Position annotation records:
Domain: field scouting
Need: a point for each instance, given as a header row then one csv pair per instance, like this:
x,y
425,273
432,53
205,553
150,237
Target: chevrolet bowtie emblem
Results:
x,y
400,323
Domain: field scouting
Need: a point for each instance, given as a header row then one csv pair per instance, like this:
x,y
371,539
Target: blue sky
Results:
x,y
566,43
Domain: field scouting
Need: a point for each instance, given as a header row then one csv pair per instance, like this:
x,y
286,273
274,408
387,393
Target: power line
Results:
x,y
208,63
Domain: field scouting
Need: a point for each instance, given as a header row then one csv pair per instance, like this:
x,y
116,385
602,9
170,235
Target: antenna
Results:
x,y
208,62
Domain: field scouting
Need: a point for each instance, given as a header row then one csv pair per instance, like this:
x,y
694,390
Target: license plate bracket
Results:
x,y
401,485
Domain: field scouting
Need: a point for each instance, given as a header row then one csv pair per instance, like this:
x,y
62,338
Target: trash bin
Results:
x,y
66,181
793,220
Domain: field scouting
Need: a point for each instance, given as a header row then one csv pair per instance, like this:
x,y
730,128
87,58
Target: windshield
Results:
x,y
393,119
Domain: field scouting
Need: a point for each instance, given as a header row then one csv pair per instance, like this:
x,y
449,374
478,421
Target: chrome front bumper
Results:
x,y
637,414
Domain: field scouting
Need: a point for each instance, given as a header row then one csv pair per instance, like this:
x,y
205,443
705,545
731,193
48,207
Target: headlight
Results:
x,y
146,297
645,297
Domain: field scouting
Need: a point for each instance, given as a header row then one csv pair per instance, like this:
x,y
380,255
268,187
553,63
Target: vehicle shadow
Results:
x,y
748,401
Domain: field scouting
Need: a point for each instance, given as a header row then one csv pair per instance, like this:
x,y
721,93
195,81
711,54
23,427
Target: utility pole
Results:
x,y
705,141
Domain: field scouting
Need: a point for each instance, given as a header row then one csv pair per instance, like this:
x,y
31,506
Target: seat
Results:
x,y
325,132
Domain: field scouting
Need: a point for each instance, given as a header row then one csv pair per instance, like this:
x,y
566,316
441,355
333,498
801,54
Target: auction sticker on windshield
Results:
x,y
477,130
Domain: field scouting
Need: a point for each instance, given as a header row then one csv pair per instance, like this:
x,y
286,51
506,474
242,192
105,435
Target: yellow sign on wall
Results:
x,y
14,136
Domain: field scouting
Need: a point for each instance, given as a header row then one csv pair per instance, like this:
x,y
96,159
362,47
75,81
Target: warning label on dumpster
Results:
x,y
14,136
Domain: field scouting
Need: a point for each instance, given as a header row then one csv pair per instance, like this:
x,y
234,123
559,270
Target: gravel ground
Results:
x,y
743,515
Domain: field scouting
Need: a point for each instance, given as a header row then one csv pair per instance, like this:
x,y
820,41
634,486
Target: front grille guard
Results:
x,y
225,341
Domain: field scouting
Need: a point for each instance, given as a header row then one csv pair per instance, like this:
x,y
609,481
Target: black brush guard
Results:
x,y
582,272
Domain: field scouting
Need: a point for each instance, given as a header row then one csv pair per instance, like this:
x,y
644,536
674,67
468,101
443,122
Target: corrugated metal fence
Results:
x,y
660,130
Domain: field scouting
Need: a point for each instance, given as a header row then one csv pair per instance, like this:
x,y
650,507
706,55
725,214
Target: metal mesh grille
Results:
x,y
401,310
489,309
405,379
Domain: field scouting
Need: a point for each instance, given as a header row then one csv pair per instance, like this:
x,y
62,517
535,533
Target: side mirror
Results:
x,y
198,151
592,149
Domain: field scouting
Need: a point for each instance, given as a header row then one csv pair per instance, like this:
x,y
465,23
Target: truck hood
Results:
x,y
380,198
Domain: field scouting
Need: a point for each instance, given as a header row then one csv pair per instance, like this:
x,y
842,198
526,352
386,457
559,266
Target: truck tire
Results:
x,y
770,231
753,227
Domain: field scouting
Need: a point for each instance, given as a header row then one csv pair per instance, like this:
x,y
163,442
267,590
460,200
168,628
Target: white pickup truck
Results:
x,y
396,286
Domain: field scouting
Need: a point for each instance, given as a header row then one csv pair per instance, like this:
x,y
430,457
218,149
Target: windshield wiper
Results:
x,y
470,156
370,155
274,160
* * *
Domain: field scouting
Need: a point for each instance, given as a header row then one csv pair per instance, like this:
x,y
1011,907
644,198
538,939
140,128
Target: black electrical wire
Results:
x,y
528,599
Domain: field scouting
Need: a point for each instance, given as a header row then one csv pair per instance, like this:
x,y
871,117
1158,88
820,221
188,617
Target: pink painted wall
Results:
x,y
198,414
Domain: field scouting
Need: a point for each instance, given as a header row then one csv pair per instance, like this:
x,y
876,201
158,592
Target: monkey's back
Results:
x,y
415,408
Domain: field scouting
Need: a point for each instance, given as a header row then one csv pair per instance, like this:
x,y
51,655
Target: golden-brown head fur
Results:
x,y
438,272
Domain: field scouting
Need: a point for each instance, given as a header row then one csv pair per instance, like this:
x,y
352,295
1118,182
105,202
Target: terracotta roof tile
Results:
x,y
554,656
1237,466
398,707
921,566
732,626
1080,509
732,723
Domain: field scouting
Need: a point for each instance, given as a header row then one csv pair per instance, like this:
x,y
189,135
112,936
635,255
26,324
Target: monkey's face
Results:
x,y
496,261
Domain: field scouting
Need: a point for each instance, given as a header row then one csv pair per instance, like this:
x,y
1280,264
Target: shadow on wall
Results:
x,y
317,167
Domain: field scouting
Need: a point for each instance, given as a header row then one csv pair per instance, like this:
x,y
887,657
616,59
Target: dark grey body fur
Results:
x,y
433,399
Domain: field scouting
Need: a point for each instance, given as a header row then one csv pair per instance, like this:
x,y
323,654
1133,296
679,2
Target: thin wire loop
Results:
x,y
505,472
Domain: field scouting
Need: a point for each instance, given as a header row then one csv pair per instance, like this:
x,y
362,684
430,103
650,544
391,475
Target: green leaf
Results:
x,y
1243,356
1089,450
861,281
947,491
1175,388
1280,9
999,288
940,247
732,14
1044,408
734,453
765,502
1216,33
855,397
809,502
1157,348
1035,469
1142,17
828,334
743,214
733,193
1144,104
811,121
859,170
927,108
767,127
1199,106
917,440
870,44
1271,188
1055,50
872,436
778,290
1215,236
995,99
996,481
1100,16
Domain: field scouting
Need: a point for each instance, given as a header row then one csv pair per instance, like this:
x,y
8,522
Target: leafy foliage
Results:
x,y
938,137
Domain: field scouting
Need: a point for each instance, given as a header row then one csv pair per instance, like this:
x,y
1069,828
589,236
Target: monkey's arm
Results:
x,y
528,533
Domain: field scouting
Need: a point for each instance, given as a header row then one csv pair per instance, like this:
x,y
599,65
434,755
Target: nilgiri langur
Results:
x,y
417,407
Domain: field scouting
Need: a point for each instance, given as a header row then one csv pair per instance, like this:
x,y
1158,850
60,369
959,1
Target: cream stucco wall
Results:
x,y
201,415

**GOAL**. Gather every line from the rows above that contains the word "guard". Case counts.

**SOLUTION TO THIS TASK**.
Target: front grille guard
Target: black brush guard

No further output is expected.